═══ Raw data
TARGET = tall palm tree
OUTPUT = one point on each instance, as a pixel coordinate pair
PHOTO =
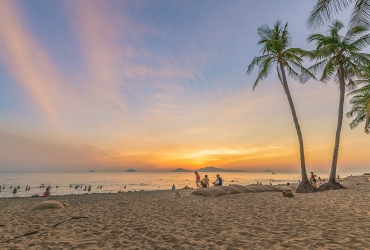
(339, 58)
(325, 9)
(361, 105)
(277, 52)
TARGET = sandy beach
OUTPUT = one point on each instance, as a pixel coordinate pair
(157, 220)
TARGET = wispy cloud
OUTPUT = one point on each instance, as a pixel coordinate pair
(29, 64)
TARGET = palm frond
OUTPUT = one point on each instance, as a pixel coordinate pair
(360, 15)
(324, 11)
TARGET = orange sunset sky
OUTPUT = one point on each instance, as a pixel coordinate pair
(157, 85)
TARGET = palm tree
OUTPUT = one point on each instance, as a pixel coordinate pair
(325, 9)
(339, 58)
(361, 104)
(276, 52)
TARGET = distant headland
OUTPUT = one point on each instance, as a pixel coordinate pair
(131, 170)
(208, 169)
(181, 170)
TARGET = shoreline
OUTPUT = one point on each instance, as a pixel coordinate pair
(292, 184)
(335, 219)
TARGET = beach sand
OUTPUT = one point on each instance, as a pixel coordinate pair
(337, 219)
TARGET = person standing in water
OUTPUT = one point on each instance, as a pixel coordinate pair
(197, 179)
(313, 179)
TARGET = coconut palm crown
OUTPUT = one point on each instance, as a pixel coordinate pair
(278, 54)
(324, 10)
(360, 109)
(339, 58)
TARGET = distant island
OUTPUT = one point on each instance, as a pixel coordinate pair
(208, 169)
(181, 170)
(213, 169)
(131, 170)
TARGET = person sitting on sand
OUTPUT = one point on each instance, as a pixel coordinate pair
(218, 181)
(319, 182)
(197, 179)
(47, 193)
(313, 179)
(205, 181)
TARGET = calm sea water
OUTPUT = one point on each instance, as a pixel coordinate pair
(113, 182)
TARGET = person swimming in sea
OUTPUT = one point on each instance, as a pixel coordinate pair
(47, 192)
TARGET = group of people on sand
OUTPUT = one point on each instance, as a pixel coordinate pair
(205, 181)
(316, 182)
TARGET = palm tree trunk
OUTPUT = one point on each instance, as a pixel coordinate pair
(332, 184)
(342, 89)
(299, 134)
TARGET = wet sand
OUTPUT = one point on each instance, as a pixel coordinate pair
(337, 219)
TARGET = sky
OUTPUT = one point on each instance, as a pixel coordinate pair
(158, 85)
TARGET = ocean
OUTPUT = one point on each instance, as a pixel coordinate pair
(112, 182)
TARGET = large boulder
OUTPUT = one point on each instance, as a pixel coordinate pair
(257, 188)
(270, 188)
(48, 205)
(285, 188)
(241, 188)
(229, 189)
(210, 192)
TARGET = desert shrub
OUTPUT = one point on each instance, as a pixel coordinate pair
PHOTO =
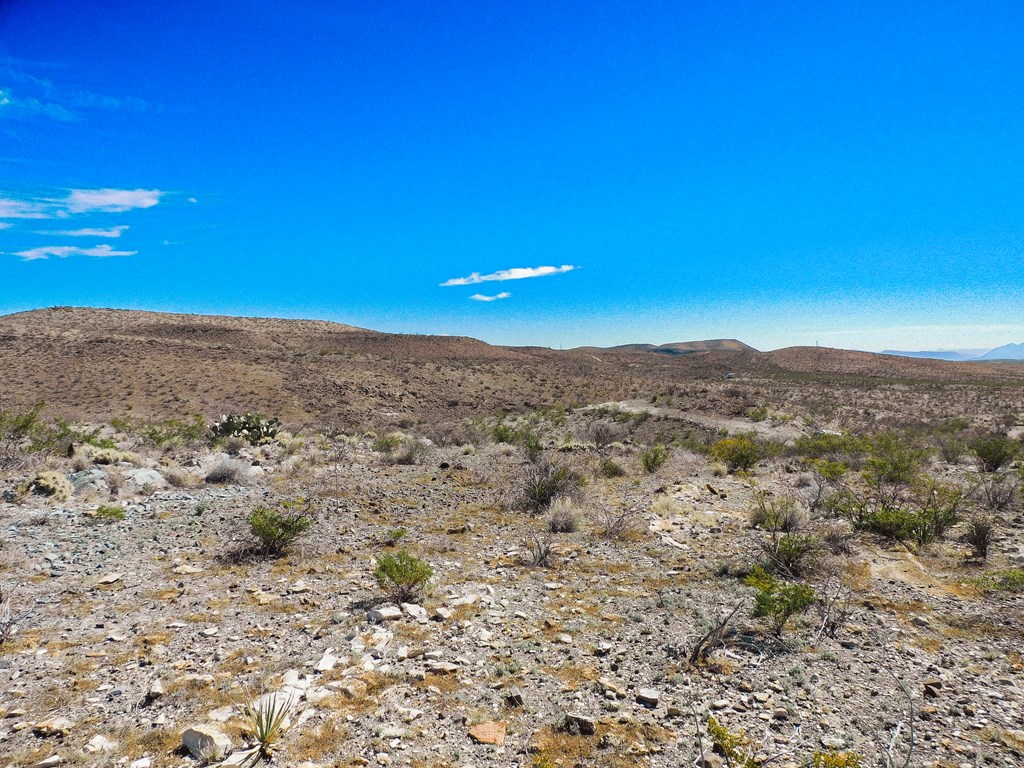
(893, 460)
(411, 452)
(776, 513)
(617, 523)
(275, 530)
(790, 553)
(730, 745)
(542, 482)
(539, 551)
(653, 458)
(227, 472)
(737, 453)
(610, 468)
(48, 483)
(402, 576)
(998, 491)
(27, 432)
(563, 516)
(255, 429)
(387, 443)
(778, 601)
(604, 433)
(109, 514)
(834, 759)
(980, 535)
(993, 451)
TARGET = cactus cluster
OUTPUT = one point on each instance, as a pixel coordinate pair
(255, 429)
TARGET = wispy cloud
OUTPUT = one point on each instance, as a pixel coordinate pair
(496, 297)
(111, 201)
(519, 272)
(76, 202)
(27, 96)
(62, 252)
(114, 231)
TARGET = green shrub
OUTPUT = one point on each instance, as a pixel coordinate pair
(110, 514)
(49, 483)
(542, 483)
(610, 468)
(255, 429)
(738, 453)
(993, 451)
(893, 460)
(653, 458)
(778, 601)
(275, 531)
(402, 576)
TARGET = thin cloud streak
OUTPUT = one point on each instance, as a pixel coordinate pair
(62, 252)
(114, 231)
(496, 297)
(519, 272)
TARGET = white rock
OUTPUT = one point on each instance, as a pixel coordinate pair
(206, 742)
(384, 613)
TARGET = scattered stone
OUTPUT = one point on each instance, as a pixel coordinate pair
(206, 742)
(384, 613)
(488, 733)
(580, 725)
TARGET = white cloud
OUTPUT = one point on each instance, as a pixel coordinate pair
(44, 252)
(496, 297)
(518, 272)
(114, 231)
(22, 209)
(111, 201)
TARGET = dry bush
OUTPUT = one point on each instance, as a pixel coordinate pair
(563, 516)
(227, 472)
(539, 551)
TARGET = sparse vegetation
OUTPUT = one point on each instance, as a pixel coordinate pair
(402, 577)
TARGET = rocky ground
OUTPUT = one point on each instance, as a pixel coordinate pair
(140, 641)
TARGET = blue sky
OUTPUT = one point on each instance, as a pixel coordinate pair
(784, 173)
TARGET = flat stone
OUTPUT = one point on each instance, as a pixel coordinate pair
(206, 742)
(648, 697)
(580, 724)
(488, 733)
(384, 613)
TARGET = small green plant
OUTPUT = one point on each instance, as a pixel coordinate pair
(993, 451)
(275, 531)
(730, 745)
(49, 483)
(610, 468)
(778, 601)
(255, 429)
(738, 453)
(542, 483)
(653, 458)
(402, 576)
(110, 514)
(834, 759)
(265, 718)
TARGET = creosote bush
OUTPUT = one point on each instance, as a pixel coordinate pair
(653, 458)
(275, 531)
(993, 451)
(255, 429)
(542, 482)
(402, 576)
(778, 601)
(737, 453)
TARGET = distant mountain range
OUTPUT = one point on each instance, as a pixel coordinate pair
(1006, 352)
(679, 347)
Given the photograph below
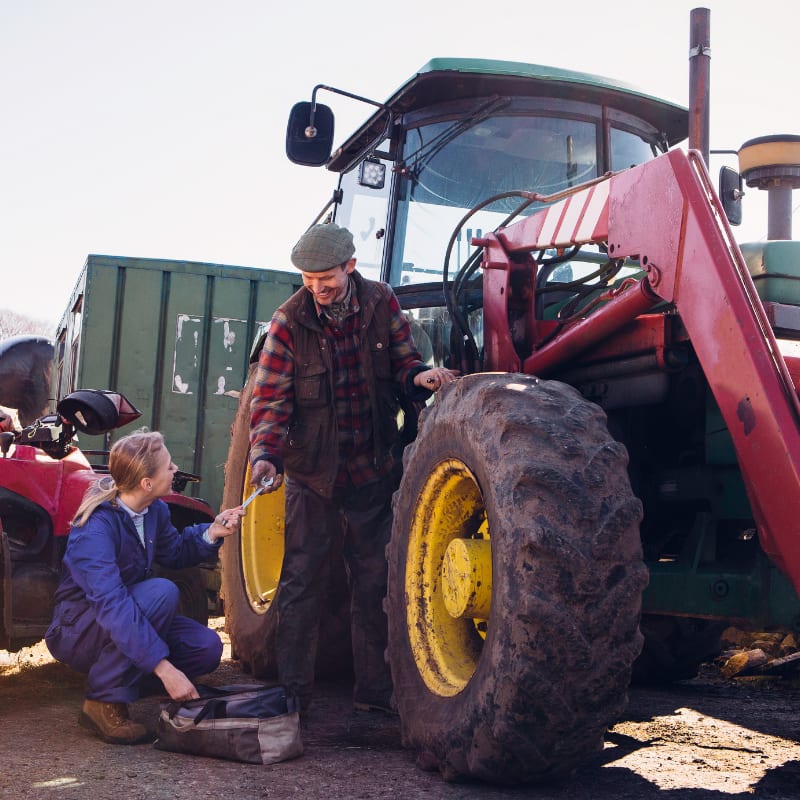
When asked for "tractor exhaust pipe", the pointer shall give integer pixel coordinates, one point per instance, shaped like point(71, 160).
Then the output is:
point(699, 80)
══════
Copy out the entries above word for word, starting with the line that contains "TARGET = sparse vegetation" and going on through the last line of the entries. Leave the pictures out of your copy.

# [Correct output]
TARGET = sparse vegetation
OUTPUT = one point on each instance, as a pixel coordinate pair
(402, 577)
TARGET = rocky ground
OUTPUT = one point on each instance, as a pixel coordinate pair
(140, 641)
TARGET = blue sky
OUTPUT = one point on each instance, as a pixel coordinate pair
(784, 173)
TARGET = flat stone
OUTPUT = one point on each instance, as a pixel coordinate pair
(206, 742)
(648, 697)
(580, 724)
(488, 733)
(384, 613)
TARGET = small green plant
OUTPUT = one point on each instance, as a pixel coordinate pair
(993, 451)
(275, 531)
(730, 745)
(49, 483)
(610, 468)
(778, 601)
(255, 429)
(738, 453)
(542, 483)
(653, 458)
(402, 576)
(110, 514)
(834, 759)
(265, 718)
TARGET = creosote bush
OUTPUT = one point on each instance, as a pixel coordinate pair
(653, 458)
(275, 531)
(993, 451)
(255, 429)
(542, 482)
(402, 576)
(778, 601)
(737, 453)
TARGET = distant mountain range
OUTPUT = one point on each instance, as a pixel coordinate pair
(1006, 352)
(679, 347)
Given the photograph below
When asked for "tractor exhaust pipe", the pointer shall give integer pixel coordinates, one point per instance, shaped like point(71, 160).
Then the output is:
point(699, 80)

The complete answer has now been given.